[Page]:
-- -- --
Jun 04, 2018 | Lance Roberts |

The Myths of Stocks for the Long Run

This article is Part I of a series discussing the fallacies of always owning stocks for the long run (aka “buy and hold” and passive strategies). Given the current bull market is not only long in the tooth compared to prior bull markets, but sitting at valuations that have always been met with more severe declines, we believe the points made in this series of articles are important for investors to understand.

One would think that following two major market corrections of over 50% within the last two decades, investors would have a better appreciation for how much time it takes to compound your way out of losses. While buy-and-hold investors who stayed true to their strategy over the last two decades are indeed ahead, they lost many years of valuable compounding time in a quest to “get back to even.

Just recently, Michael Lebowitz tweeted a chart that highlighted the issue of the time required to “get back to even.”

The tweet, and graph, was a simple reminder that markets spend a good deal of time declining and retracing those declines. These are long periods when investors are not compounding their wealth. As he noted:

“This fact should be top of mind given ‘history, risk levels, and valuations.’”

Not surprisingly, his tweet quickly sparked rebuttal from some promoters of “buy and hold” investment strategies. Of note was a Tweet from Dan Egan.

Dan thinks that Michael’s message is “Fear Mongering.” If presenting factual data, and highlighting the certainty of market cycles, is fear mongering then maybe he is right. If so, he might also want to consider that investors should be fearful given current valuations and the economic underpinnings of corporate earnings. If fear is what it takes to help investors understand the next five years will likely not be similar to the last five, then it will have served a valuable purpose.
-- -- --
[Stated task A]: In the article on stocks for the long run, why does the author think the points in this series matter for investors?
[Stated task B]: Retype the article on stocks for the long run from "Jun 04, 2018" up to and including "investors to understand.".
[Stated task C]: List every person named in the article on stocks for the long run.
-- -- --
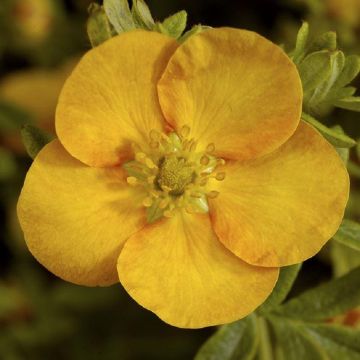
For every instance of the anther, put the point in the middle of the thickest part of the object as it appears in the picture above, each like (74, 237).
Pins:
(210, 148)
(184, 131)
(220, 176)
(131, 180)
(212, 194)
(147, 202)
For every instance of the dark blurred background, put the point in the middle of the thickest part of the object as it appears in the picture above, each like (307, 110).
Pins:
(42, 317)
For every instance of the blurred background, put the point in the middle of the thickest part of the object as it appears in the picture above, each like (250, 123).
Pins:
(42, 317)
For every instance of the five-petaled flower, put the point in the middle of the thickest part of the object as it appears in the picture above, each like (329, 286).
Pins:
(185, 172)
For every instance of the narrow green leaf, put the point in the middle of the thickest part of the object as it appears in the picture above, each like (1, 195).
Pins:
(336, 138)
(12, 117)
(326, 41)
(339, 342)
(175, 24)
(34, 139)
(97, 26)
(119, 15)
(327, 300)
(349, 234)
(284, 284)
(350, 103)
(314, 69)
(142, 14)
(301, 40)
(350, 71)
(234, 341)
(293, 341)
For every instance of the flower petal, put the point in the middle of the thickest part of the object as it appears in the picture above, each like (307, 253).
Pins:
(110, 100)
(178, 269)
(282, 208)
(76, 218)
(233, 88)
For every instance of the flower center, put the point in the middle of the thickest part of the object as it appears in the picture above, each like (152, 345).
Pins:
(174, 174)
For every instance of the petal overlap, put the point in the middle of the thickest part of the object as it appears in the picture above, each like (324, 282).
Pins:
(282, 208)
(233, 88)
(76, 218)
(178, 269)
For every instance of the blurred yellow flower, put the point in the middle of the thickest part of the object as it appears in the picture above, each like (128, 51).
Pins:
(185, 172)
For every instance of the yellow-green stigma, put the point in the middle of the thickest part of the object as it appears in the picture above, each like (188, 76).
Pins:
(174, 174)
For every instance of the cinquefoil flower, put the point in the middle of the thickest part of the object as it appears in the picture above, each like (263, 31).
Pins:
(185, 172)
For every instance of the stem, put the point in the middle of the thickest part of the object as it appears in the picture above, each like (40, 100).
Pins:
(265, 348)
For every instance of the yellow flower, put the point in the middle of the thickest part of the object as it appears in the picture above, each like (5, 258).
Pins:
(205, 140)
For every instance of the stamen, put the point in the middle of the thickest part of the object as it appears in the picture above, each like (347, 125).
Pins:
(220, 176)
(131, 180)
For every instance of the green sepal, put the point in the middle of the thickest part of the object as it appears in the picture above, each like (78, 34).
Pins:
(238, 340)
(327, 300)
(334, 136)
(142, 15)
(119, 15)
(350, 103)
(287, 276)
(314, 69)
(293, 343)
(301, 40)
(349, 234)
(34, 139)
(98, 26)
(12, 117)
(174, 25)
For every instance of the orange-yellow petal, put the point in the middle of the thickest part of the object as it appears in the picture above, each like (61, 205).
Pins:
(110, 100)
(233, 88)
(76, 218)
(178, 269)
(282, 208)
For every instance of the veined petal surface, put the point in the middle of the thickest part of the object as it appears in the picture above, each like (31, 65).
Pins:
(76, 218)
(110, 100)
(178, 269)
(233, 88)
(282, 208)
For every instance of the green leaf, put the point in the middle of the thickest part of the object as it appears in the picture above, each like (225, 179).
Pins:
(97, 26)
(34, 139)
(336, 138)
(314, 69)
(286, 279)
(12, 117)
(196, 29)
(338, 342)
(294, 343)
(174, 25)
(234, 341)
(350, 103)
(142, 15)
(327, 300)
(349, 234)
(119, 15)
(350, 71)
(301, 40)
(326, 41)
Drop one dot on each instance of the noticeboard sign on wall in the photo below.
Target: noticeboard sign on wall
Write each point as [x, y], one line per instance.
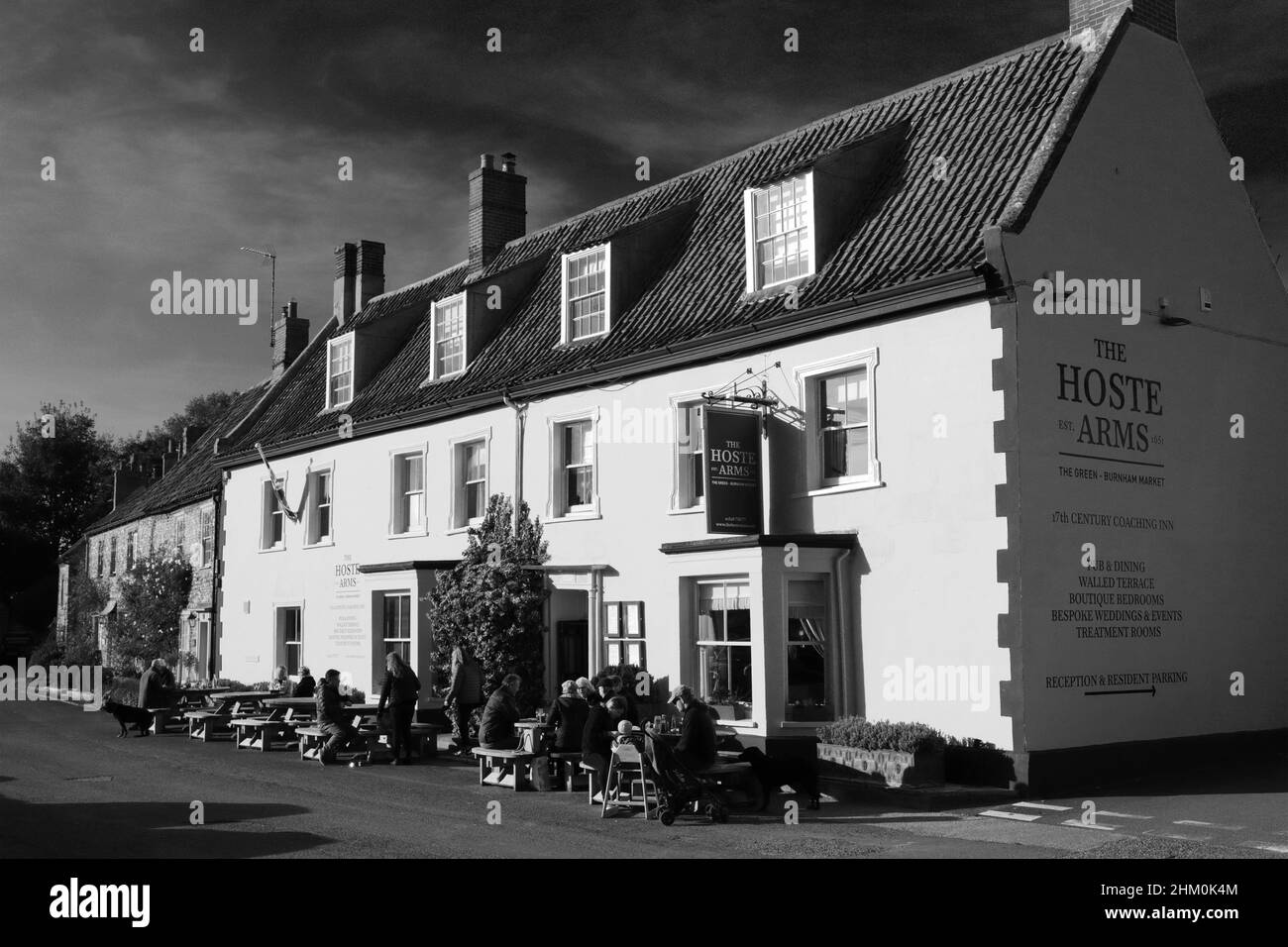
[730, 471]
-- -- --
[Complete output A]: The author believes they are important because the current bull market has run long compared to prior bull markets. It also sits at valuations that have always been met with more severe declines.

[Complete output B]:
Jun 04, 2018 | Lance Roberts |

The Myths of Stocks for the Long Run

This article is Part I of a series discussing the fallacies of always owning stocks for the long run (aka “buy and hold” and passive strategies). Given the current bull market is not only long in the tooth compared to prior bull markets, but sitting at valuations that have always been met with more severe declines, we believe the points made in this series of articles are important for investors to understand.

[Complete output C]:
Lance Roberts
Michael Lebowitz
Dan Egan